Stated task A:
Count the lines in the rows that contain the string "light", treating uppercase and lowercase as different. Give only the number.

Selected extract:

--- Start ---

We lived in Cincinnati for 20 years and for a weekend getaway we loved Lexington.  We hired a tour guide for private tours of the exquisite horse farms plus the alumni house at the U of Kentucky.  If you love horses, rolling green land with picturesque fences and homes with horse barns, this is for you!  Unfortunately Keeneland Race track only runs May and October, but it might be worth checking.  The Kentucky Horse Park is a museum about the history of the horse, very well done, imo.  We stayed at a Marriott there in the horse country; I'll dig into the website to see if it is still a Marriott property.  I think it was affiliated with a golf course (we're not golfers).  There are antique shops and lovely historic homes that you could spend time at.  Kentucky is one of the most serene, pastoral states in our nation and gets very little press.  

When in Cincinnati you MUST go to Graeters for ice cream, Skyline for chili and Buskens for glazed donuts.


----------



## dmharris (Aug 25, 2011)

http://www.marriott.com/hotels/travel/lexky-griffin-gate-marriott-resort-and-spa/

I found it, the Griffin Gate, Marriott resort.  I think you'll love it.  September will be PERFECT weather.  The only better time to be there is in the spring during the foal birthing season.   The concierge will help you set up a tour as the horse farms are no longer open to the public.  We had a private tour and were in the barns with those amazing animals.  I'm jealous, other than the sea, it's one of my favorite parts of the country.

--- End ---

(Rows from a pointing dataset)
--- Start ---

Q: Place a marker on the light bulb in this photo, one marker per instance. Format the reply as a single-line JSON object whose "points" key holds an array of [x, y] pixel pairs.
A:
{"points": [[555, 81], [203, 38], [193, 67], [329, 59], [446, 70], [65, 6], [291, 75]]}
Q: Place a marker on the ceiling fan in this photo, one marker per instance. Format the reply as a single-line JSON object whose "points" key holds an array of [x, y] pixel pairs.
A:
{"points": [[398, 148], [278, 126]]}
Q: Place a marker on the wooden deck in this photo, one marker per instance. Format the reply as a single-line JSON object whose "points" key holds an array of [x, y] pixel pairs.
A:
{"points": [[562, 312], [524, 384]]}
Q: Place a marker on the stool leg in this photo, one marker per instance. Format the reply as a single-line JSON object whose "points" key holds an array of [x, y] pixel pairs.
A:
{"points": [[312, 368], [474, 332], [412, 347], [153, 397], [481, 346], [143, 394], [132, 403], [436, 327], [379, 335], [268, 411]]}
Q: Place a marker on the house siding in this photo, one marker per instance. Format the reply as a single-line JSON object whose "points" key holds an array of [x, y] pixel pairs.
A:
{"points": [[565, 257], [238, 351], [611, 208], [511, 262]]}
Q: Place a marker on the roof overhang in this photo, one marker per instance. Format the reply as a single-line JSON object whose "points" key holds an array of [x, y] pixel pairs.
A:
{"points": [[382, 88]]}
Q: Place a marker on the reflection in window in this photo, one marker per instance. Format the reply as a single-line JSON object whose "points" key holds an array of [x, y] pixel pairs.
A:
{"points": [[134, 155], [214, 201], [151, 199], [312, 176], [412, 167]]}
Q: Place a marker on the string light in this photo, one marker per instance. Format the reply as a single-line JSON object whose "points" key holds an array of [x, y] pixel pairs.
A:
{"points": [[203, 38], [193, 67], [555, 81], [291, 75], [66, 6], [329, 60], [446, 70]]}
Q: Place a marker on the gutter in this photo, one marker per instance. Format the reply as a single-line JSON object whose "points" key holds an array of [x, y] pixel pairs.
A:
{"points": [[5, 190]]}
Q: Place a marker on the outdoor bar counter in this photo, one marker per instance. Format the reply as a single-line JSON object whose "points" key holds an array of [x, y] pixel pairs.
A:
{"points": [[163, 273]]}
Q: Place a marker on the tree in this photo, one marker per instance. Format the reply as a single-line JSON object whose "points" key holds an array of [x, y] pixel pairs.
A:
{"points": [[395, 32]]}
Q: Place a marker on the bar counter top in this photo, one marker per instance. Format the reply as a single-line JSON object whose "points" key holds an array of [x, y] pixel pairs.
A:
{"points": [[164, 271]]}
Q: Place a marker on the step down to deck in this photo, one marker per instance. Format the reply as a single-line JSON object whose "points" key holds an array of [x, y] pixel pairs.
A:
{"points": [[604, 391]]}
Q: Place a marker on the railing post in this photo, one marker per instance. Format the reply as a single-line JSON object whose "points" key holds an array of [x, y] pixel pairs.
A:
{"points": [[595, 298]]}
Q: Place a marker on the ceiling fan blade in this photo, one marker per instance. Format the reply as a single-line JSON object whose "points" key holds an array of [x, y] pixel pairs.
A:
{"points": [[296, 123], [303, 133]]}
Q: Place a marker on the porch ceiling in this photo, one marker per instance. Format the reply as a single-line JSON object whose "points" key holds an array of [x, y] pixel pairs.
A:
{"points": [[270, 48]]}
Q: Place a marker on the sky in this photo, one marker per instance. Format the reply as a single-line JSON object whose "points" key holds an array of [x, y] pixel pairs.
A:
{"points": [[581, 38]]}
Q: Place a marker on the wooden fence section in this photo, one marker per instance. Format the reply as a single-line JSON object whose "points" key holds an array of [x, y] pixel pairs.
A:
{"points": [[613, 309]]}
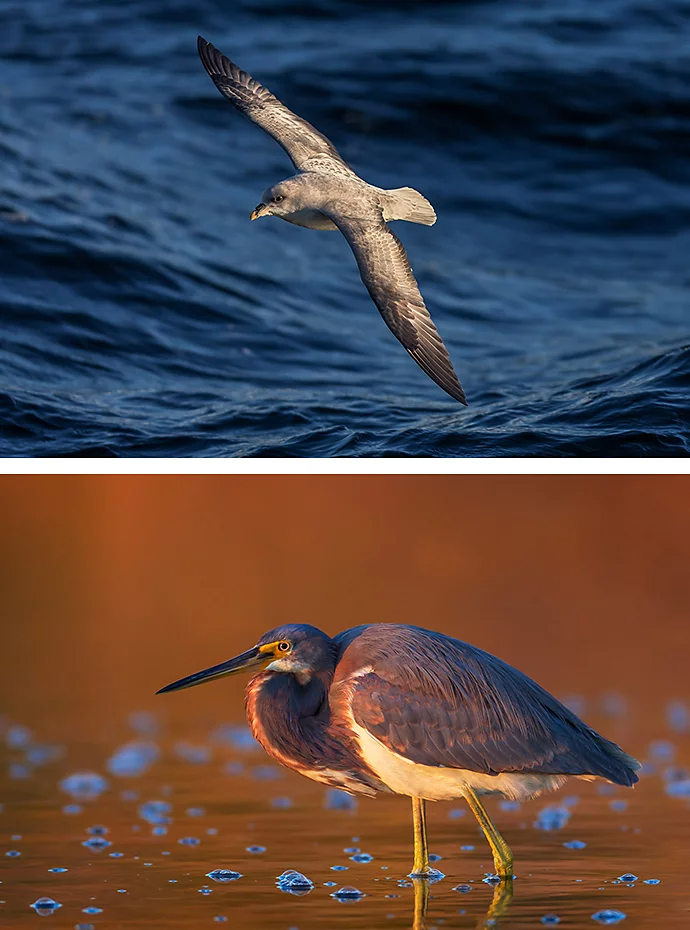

--- End ---

Stated task B:
Answer these questions about the Lexington travel thread, one answer per line:
(i) In which months does Keeneland Race track run?
(ii) What is the name of the Marriott resort that the later post identifies?
(iii) According to the later post, who will help set up a tour of the horse farms?

Complete output A:
2

Complete output B:
(i) May and October
(ii) The Griffin Gate Marriott resort
(iii) The concierge